# Task goal
Find out how many lines of the material contain the string "clear" and give only that figure.

# Dataset content
======
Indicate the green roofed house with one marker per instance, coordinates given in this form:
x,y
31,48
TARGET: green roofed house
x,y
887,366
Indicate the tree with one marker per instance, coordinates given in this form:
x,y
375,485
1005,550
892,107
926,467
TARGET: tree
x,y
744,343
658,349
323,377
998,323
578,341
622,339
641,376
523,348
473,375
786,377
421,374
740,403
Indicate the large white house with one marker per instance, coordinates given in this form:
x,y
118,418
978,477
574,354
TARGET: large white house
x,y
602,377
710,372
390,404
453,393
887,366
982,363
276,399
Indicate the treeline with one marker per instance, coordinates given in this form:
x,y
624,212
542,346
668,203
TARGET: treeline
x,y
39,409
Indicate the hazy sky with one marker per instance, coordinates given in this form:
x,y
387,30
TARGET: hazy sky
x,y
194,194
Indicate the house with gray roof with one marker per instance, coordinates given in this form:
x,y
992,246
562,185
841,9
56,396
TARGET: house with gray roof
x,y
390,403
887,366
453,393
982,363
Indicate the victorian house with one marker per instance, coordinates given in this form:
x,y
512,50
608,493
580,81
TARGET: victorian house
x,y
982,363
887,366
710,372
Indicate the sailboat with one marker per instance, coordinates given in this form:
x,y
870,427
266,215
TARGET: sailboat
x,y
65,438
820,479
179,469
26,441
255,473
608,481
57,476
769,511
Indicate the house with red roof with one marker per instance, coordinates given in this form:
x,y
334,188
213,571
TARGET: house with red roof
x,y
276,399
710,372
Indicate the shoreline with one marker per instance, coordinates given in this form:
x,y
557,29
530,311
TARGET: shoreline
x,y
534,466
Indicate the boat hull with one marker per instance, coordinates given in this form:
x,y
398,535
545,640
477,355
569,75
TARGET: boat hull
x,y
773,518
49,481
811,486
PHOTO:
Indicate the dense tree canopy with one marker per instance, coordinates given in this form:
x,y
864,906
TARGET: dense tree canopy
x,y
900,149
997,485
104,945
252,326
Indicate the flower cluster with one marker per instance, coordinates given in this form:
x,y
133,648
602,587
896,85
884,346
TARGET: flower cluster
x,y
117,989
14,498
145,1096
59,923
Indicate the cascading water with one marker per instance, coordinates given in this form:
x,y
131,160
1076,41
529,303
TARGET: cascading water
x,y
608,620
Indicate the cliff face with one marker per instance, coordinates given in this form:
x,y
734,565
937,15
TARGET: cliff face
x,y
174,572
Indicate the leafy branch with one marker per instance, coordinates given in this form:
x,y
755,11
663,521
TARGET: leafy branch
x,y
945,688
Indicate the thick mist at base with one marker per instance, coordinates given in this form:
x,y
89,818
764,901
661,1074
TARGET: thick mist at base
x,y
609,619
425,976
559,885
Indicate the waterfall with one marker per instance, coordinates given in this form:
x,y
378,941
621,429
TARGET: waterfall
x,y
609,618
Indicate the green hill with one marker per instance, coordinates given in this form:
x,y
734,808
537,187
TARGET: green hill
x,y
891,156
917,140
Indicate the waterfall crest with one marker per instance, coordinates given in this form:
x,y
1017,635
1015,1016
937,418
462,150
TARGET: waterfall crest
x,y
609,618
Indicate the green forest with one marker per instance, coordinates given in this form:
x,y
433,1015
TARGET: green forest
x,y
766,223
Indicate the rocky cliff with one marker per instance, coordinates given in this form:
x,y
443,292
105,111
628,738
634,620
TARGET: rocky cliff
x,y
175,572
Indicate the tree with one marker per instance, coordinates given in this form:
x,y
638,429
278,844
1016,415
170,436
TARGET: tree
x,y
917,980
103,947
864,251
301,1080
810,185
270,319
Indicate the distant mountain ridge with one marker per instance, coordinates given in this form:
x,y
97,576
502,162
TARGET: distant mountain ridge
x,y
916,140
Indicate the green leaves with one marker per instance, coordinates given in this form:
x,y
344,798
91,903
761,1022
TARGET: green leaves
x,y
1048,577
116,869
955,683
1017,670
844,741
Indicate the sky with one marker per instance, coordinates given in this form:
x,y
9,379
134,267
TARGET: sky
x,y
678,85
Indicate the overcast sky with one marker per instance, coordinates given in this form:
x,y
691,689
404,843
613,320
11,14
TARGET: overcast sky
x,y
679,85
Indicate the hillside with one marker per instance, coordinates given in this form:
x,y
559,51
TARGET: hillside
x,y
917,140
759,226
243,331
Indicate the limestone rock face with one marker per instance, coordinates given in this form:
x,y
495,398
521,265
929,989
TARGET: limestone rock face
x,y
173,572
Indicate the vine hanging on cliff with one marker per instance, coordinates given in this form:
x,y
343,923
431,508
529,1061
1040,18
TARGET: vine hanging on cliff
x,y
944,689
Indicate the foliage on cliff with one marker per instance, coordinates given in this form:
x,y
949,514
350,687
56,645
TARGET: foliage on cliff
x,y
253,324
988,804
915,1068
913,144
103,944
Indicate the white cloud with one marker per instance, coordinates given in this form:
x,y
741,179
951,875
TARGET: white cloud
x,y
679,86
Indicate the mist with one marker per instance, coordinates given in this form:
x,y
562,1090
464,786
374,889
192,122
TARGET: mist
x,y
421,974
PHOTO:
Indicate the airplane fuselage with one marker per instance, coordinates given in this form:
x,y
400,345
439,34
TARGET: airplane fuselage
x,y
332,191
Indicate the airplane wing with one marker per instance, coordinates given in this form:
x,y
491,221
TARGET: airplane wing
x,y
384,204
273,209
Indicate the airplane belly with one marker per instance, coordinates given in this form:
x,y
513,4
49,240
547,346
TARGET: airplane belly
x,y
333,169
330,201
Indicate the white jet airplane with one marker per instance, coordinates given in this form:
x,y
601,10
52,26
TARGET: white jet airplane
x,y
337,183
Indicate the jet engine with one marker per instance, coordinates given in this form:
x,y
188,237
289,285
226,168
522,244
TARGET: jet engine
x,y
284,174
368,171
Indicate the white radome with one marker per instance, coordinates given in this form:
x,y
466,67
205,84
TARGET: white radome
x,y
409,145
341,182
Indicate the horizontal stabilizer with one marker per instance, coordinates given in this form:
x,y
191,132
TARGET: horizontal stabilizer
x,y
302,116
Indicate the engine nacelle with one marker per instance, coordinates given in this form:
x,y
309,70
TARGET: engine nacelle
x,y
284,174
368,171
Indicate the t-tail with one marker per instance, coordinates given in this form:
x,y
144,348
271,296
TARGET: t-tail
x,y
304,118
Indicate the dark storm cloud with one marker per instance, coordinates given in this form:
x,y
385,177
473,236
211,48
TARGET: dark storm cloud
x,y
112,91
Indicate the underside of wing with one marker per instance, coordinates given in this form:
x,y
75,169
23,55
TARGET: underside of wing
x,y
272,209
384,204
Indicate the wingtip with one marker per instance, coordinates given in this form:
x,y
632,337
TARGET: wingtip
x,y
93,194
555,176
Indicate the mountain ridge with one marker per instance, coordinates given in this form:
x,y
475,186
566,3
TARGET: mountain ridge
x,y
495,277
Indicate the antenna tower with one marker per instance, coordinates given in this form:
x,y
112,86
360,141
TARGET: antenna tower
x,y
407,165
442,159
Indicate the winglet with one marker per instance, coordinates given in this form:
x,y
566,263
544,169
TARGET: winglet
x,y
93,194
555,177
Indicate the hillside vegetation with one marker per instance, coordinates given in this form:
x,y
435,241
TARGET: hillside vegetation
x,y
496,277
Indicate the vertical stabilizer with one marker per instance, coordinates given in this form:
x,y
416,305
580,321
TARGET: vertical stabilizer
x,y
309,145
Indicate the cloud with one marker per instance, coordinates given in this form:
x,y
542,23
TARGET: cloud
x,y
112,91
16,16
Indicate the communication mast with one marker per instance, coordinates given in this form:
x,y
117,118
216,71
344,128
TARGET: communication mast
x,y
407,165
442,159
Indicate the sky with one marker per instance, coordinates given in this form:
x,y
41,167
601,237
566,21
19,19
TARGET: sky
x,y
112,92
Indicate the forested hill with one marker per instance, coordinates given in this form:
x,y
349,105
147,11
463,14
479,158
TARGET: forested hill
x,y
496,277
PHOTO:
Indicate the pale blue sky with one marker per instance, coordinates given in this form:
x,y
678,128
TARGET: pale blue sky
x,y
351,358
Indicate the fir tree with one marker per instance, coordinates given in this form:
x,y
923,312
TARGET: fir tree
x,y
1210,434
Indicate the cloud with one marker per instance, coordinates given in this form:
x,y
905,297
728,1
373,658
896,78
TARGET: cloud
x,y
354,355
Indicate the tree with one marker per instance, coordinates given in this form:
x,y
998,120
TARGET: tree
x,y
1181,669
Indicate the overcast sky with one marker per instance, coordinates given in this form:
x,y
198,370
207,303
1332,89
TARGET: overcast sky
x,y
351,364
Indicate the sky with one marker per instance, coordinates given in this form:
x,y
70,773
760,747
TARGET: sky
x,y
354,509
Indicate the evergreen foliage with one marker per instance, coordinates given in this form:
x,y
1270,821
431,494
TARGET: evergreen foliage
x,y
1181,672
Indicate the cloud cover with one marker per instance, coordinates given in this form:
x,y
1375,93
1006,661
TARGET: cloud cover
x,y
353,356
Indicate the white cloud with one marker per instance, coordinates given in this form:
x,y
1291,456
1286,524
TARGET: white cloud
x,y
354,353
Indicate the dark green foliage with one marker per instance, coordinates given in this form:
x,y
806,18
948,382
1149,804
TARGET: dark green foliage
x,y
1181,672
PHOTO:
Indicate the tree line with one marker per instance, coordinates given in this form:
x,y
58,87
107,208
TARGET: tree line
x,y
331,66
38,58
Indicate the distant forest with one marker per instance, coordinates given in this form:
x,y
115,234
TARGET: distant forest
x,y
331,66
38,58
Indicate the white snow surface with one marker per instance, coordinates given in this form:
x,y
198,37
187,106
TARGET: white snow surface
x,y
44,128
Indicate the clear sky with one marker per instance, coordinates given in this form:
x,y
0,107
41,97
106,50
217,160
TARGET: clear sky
======
# Answer space
2